Coordinate labeling rows:
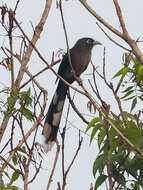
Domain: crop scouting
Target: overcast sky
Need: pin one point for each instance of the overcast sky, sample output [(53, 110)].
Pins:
[(79, 24)]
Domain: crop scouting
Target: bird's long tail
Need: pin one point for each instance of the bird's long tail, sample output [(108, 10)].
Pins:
[(53, 116)]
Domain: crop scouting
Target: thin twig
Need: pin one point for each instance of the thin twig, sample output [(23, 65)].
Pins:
[(54, 166)]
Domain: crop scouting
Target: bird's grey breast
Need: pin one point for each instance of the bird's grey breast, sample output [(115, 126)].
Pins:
[(80, 61)]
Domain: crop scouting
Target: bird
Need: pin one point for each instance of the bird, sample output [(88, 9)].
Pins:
[(80, 57)]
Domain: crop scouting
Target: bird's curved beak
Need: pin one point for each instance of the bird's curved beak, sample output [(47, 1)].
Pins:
[(96, 43)]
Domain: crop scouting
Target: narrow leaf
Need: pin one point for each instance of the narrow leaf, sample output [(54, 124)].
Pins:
[(95, 129), (15, 176), (99, 181), (92, 123), (134, 102)]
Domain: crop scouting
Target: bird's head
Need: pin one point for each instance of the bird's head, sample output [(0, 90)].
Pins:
[(87, 43)]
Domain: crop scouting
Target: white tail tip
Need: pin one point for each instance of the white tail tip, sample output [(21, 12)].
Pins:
[(48, 147)]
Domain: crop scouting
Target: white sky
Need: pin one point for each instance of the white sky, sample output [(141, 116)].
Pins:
[(79, 24)]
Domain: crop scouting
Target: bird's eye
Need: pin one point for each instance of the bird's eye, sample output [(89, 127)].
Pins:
[(89, 41)]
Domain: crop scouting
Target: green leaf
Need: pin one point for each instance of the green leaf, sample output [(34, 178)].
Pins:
[(15, 176), (93, 121), (27, 113), (14, 159), (127, 94), (101, 136), (21, 149), (131, 97), (122, 72), (134, 102), (99, 181), (95, 129), (128, 89), (1, 180), (99, 164)]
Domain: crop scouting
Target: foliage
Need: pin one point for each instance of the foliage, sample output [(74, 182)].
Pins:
[(124, 163)]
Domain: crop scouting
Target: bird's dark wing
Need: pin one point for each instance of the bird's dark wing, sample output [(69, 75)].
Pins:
[(80, 57), (65, 70)]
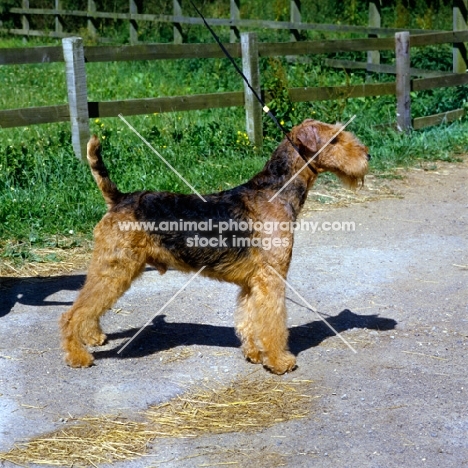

> [Exercise brief]: Turn every line of the rows above into a JSON list of strings, one string per line, skipping blank lines. Leave out the picture markers.

> [Result]:
[
  "Domain: crop scouting",
  "Target: overcast sky",
  "Need: pin one point for each instance of the overcast sky, sample output [(53, 110)].",
  "Pins:",
  "[(79, 24)]",
  "Domain: crop scouting",
  "Target: bird's long tail",
  "Need: pin one point for each instance of the bird's long tail, sample output [(108, 10)].",
  "Pins:",
  "[(53, 116)]",
  "Domain: crop scouting",
  "Target: thin twig",
  "Need: pin one point for each instance of the thin twig, sample output [(23, 65)].",
  "Pins:",
  "[(54, 166)]",
  "Domain: crop scouting",
  "Target: bird's grey breast",
  "Need: pin one point for each instance of the bird's grey breast, sample output [(115, 126)].",
  "Pins:",
  "[(80, 61)]",
  "Domain: crop scouting",
  "Target: bird",
  "Need: pin one point for each instance of the bird, sample output [(88, 9)].",
  "Pins:",
  "[(80, 57)]",
  "Domain: crop scouting",
  "Target: bird's curved beak",
  "Need: pin one point for each instance of the bird's curved beak, sample output [(47, 1)].",
  "Pins:",
  "[(96, 43)]",
  "Domain: crop scouting",
  "Target: narrow leaf",
  "Need: pin one point for each instance of the narrow leaf, sample output [(54, 124)].",
  "Pins:",
  "[(95, 129), (15, 176), (99, 181), (92, 123), (134, 102)]",
  "Domain: crop scouting",
  "Target: bird's head",
  "Need: pin one point for each instance of the bird's head, sample output [(0, 90)].",
  "Pins:",
  "[(87, 43)]",
  "Domain: crop scouting",
  "Target: white tail tip",
  "Need: pin one point for each instance of the white tail tip, sample output [(21, 12)].",
  "Pins:",
  "[(48, 147)]",
  "Domain: crop scouting",
  "Target: white sky",
  "Need: pin one point for each instance of the white sky, sample output [(141, 116)].",
  "Pins:",
  "[(79, 24)]",
  "Domain: crop scouting",
  "Target: bird's eye",
  "Need: pin one point for each instance of the bird's eye, sample output [(89, 127)].",
  "Pins:",
  "[(89, 41)]",
  "Domain: crop scouting",
  "Target: green leaf",
  "Need: pin one point for each instance of the green leaf, sample output [(34, 178)].",
  "Pins:",
  "[(15, 176), (93, 121), (27, 113), (14, 159), (127, 94), (101, 136), (21, 149), (131, 97), (122, 72), (134, 102), (99, 181), (95, 129), (128, 89), (1, 180), (99, 164)]",
  "Domain: crop scouting",
  "Target: foliage",
  "Need: pin one point for each instance of the foliage, sample output [(74, 182)].",
  "Pins:",
  "[(124, 163)]",
  "Domain: crop scouting",
  "Target: bird's dark wing",
  "Need: pin one point for each instance of the bird's dark wing, sample output [(69, 75)].",
  "Pins:",
  "[(80, 57), (65, 70)]"
]